* [WRITTEN INSTRUCTION]: Count the lines below that contain the word "water", and reply with that number alone.

* [RECORDS PROVIDED]:
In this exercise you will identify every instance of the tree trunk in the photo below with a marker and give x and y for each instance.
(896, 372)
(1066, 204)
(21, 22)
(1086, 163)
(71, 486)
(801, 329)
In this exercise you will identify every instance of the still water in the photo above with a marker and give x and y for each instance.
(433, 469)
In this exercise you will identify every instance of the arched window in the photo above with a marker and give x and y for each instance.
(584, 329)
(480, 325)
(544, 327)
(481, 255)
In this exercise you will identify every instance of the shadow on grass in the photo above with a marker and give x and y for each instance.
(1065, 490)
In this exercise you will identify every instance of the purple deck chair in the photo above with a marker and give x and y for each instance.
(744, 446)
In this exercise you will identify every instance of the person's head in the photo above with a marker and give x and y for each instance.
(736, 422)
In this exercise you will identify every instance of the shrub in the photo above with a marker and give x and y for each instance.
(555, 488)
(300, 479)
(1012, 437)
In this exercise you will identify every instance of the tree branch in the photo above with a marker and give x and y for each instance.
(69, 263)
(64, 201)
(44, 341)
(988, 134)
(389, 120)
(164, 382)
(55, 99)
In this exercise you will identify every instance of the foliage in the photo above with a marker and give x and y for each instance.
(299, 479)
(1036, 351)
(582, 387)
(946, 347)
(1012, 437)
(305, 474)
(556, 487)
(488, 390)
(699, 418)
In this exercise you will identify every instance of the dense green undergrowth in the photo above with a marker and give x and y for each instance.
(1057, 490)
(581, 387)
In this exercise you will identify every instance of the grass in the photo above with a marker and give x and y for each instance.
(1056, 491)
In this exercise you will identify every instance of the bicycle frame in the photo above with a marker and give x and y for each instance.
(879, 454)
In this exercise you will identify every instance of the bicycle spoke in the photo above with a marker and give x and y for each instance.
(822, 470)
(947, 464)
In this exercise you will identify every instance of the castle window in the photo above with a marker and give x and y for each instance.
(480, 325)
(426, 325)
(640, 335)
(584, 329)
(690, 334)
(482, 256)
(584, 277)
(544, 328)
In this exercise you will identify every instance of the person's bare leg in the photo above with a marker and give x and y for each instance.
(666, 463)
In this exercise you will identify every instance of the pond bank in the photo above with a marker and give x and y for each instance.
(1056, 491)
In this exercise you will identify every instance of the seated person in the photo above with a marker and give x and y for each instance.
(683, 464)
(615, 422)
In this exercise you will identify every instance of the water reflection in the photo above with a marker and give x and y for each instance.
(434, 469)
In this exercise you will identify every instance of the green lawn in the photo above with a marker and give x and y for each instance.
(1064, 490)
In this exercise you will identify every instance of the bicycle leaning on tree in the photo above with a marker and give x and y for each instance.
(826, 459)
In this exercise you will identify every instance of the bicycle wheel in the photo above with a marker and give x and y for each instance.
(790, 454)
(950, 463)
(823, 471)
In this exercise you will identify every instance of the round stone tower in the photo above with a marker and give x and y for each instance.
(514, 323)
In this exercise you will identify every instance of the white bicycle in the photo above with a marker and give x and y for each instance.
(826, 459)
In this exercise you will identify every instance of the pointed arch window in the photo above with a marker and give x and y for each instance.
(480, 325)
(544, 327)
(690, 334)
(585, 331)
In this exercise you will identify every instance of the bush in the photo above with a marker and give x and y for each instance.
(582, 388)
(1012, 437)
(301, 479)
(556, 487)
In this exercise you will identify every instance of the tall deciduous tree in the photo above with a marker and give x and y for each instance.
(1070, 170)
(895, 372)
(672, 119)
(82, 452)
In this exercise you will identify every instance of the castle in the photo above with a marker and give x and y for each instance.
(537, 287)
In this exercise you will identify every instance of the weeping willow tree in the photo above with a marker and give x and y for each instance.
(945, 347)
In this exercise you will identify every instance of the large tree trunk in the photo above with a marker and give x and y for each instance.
...
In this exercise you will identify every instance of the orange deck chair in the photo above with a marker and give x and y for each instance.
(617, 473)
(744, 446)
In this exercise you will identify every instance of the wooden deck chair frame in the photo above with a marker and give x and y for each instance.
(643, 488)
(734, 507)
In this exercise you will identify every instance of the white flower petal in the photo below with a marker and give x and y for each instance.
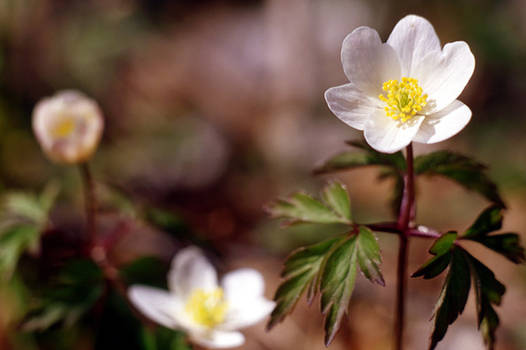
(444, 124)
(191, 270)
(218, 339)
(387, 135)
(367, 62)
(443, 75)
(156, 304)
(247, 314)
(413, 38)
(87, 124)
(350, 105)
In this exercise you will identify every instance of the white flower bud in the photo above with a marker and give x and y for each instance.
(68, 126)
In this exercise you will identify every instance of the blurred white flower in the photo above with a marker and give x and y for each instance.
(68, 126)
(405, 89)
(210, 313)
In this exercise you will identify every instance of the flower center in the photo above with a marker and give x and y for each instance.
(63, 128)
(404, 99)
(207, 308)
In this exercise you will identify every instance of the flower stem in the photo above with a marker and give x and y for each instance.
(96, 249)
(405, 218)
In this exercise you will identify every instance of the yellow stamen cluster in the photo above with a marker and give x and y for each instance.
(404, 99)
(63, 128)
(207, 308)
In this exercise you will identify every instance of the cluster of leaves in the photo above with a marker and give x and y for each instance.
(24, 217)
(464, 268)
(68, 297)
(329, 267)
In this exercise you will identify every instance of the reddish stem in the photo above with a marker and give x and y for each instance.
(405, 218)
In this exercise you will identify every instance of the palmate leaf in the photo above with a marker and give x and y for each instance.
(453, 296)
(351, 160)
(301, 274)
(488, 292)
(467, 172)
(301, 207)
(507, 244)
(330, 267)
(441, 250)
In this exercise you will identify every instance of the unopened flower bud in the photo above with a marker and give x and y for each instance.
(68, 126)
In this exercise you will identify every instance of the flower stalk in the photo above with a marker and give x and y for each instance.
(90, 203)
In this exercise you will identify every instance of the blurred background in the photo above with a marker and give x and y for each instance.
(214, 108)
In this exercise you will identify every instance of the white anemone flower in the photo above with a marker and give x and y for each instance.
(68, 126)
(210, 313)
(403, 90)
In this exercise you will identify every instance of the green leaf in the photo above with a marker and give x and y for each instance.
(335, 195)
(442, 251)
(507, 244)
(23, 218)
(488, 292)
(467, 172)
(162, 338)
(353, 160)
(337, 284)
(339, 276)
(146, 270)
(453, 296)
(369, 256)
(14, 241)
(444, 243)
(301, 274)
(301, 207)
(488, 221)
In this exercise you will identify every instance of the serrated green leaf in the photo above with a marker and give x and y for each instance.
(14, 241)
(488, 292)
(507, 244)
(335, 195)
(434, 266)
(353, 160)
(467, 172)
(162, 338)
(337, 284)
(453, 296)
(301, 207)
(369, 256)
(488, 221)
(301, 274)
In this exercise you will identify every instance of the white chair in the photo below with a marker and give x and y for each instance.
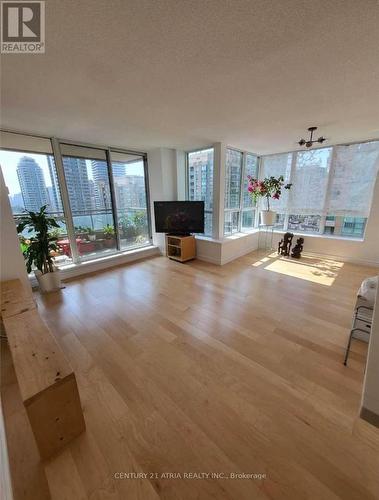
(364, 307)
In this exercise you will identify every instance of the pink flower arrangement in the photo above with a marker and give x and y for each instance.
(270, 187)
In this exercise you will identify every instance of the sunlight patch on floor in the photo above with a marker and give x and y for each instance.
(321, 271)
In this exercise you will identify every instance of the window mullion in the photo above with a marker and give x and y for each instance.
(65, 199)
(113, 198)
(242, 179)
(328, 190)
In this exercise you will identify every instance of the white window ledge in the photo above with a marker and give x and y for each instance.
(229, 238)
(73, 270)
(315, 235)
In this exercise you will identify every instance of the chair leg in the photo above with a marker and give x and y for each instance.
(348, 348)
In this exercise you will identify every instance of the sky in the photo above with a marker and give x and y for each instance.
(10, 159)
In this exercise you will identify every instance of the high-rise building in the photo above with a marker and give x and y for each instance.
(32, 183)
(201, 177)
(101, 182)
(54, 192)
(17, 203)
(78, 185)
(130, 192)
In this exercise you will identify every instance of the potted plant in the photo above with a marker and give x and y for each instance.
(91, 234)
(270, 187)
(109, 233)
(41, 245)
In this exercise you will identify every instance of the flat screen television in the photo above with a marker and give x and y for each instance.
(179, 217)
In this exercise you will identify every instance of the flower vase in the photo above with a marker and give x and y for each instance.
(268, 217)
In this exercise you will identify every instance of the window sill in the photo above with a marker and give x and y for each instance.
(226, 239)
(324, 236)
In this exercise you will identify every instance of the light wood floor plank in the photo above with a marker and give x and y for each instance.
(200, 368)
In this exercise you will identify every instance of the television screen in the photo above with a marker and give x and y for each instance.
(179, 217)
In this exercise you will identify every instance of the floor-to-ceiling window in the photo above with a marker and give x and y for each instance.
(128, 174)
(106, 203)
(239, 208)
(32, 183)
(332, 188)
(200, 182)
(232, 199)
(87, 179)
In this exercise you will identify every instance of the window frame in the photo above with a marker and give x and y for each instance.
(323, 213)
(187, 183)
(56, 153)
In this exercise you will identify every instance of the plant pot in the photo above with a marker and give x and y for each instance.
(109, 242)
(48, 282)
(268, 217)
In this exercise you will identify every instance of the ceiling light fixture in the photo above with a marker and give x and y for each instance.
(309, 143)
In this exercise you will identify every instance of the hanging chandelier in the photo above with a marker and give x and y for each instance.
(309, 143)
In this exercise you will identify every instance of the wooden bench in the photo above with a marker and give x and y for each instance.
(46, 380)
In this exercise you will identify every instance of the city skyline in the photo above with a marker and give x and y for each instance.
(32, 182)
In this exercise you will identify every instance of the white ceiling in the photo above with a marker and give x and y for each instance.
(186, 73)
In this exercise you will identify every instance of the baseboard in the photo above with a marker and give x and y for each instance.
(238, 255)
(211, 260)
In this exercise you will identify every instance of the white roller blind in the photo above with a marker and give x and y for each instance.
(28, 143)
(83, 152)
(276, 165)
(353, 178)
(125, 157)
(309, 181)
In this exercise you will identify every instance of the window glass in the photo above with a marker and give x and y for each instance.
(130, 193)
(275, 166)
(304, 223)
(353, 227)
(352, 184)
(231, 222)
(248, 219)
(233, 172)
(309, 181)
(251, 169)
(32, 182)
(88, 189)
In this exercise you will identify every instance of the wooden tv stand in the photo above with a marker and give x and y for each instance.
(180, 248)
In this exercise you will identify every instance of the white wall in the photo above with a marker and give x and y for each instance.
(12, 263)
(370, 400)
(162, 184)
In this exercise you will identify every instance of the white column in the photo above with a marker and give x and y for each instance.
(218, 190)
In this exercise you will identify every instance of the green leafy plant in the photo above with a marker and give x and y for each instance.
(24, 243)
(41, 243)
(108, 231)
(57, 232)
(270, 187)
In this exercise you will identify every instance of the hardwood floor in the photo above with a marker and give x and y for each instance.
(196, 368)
==
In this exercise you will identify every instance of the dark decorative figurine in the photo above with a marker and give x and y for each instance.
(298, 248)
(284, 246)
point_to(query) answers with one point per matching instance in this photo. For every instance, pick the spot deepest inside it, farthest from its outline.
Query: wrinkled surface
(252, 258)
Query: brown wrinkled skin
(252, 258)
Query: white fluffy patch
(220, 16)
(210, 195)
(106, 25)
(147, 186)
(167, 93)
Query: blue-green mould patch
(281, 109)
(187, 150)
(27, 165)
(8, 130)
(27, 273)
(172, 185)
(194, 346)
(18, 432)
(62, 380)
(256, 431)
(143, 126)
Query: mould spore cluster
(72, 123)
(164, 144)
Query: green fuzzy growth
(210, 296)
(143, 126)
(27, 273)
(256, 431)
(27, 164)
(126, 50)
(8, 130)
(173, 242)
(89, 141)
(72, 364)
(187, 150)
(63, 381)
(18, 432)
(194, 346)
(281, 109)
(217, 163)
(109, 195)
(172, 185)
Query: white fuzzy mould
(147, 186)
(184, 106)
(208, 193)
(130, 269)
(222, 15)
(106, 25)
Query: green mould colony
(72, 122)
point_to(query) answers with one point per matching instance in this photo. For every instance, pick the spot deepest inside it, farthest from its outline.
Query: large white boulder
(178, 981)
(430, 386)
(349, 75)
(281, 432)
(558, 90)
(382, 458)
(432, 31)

* [TASK ANSWER]: 2